Énoncé
Comptez les lignes ci-dessous qui contiennent la chaîne « metal », en tenant compte de la casse. Donnez uniquement ce nombre.

Données fournies
----
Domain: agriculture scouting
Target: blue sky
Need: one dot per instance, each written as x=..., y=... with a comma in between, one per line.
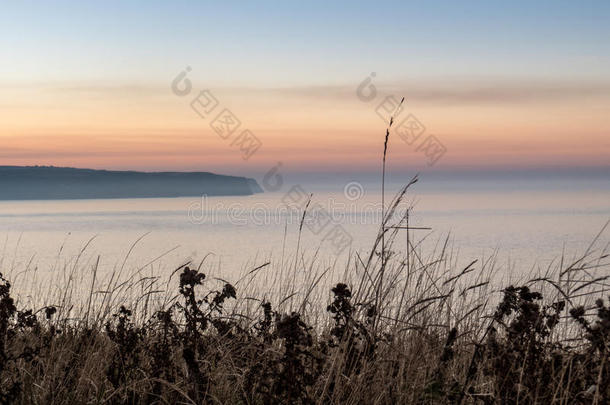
x=501, y=83
x=292, y=43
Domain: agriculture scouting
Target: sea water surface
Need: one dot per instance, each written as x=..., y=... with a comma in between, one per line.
x=525, y=225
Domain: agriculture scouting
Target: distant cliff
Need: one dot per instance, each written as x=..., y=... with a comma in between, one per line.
x=58, y=183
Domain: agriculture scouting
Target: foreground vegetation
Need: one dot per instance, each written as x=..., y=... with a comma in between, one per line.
x=397, y=327
x=426, y=335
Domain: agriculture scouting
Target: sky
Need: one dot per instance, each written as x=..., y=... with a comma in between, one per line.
x=492, y=85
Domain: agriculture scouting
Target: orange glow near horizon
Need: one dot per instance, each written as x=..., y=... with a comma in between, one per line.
x=149, y=128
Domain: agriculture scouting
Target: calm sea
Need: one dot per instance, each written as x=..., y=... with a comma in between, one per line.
x=526, y=224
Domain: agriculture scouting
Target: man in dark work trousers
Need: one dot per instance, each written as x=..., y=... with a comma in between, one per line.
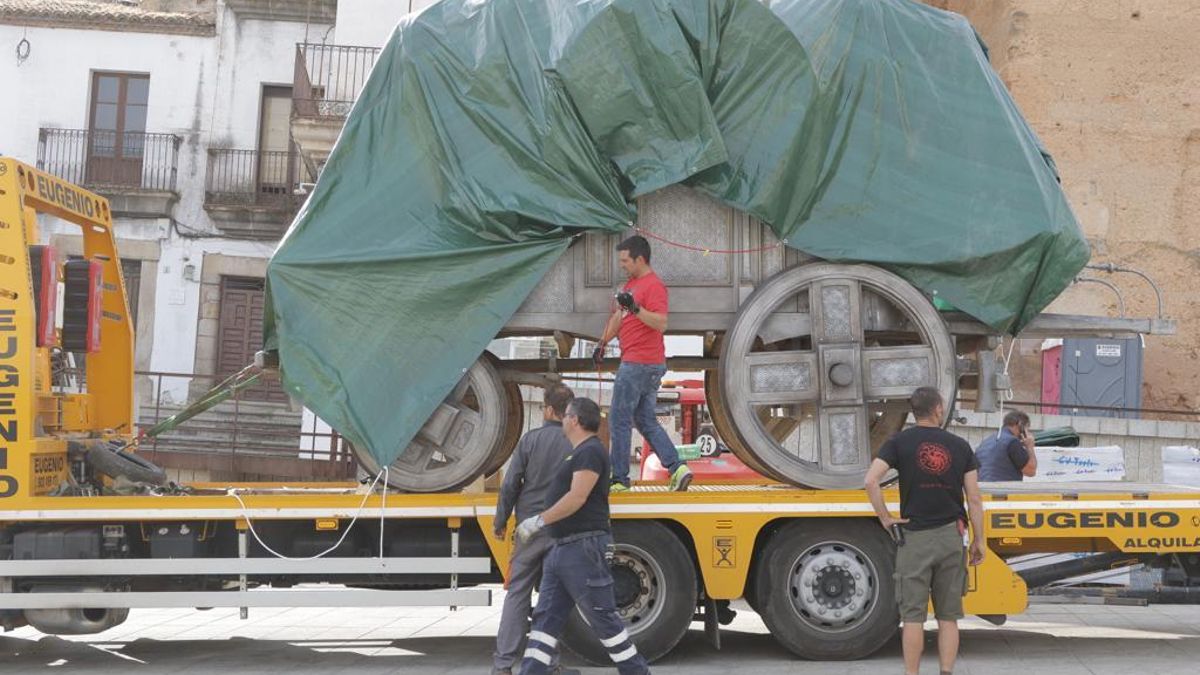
x=575, y=573
x=527, y=483
x=936, y=467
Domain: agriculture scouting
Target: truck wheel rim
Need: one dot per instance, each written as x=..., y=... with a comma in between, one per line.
x=639, y=586
x=833, y=586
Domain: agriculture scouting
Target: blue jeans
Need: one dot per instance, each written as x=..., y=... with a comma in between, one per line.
x=634, y=395
x=576, y=575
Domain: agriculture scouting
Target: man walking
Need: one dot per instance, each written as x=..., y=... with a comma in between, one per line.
x=576, y=574
x=935, y=469
x=532, y=470
x=1008, y=454
x=639, y=323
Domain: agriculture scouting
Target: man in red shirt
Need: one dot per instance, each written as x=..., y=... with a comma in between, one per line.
x=639, y=323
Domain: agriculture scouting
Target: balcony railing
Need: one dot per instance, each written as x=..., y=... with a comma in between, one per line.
x=109, y=160
x=328, y=78
x=255, y=178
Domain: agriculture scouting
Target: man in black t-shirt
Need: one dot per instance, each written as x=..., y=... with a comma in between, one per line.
x=575, y=573
x=936, y=467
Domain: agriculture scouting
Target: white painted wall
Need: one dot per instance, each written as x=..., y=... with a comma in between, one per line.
x=369, y=23
x=203, y=89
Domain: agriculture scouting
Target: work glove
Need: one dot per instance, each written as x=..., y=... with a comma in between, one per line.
x=528, y=527
x=625, y=299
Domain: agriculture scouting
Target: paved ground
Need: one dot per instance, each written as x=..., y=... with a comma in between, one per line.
x=1048, y=639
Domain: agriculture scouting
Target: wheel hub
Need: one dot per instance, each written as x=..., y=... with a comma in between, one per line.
x=639, y=586
x=833, y=586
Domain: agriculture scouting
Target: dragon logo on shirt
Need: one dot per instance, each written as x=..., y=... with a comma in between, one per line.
x=933, y=459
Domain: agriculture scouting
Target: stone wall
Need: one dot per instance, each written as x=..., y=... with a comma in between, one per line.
x=1143, y=440
x=1113, y=88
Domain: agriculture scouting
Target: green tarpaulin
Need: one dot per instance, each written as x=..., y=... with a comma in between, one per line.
x=491, y=131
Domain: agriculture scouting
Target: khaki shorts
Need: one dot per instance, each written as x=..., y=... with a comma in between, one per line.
x=931, y=562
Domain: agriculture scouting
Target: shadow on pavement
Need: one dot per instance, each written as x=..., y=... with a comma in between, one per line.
x=472, y=655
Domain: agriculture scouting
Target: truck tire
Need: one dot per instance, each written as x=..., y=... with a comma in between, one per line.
x=117, y=464
x=654, y=580
x=826, y=589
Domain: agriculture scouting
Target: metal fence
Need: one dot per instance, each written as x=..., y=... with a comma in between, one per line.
x=106, y=159
x=255, y=178
x=237, y=440
x=328, y=78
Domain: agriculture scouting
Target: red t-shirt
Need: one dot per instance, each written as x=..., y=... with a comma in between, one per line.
x=640, y=342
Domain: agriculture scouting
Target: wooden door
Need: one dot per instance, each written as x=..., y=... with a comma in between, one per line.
x=240, y=333
x=117, y=131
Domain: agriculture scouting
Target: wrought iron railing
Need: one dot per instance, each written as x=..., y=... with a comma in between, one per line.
x=328, y=78
x=255, y=178
x=239, y=438
x=106, y=159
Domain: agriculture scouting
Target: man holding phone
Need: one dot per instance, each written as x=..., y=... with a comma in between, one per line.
x=1008, y=454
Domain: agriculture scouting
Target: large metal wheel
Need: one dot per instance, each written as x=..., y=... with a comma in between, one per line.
x=514, y=426
x=459, y=441
x=819, y=366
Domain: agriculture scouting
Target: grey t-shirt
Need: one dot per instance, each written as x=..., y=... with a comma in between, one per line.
x=531, y=473
x=1002, y=457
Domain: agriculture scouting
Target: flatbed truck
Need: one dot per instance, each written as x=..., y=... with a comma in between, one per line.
x=79, y=547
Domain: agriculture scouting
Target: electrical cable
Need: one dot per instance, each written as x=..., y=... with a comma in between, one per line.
x=250, y=525
x=707, y=250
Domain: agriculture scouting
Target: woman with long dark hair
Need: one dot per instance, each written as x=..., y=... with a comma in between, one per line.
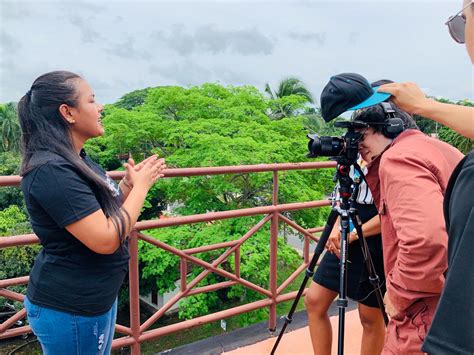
----
Corrigé
2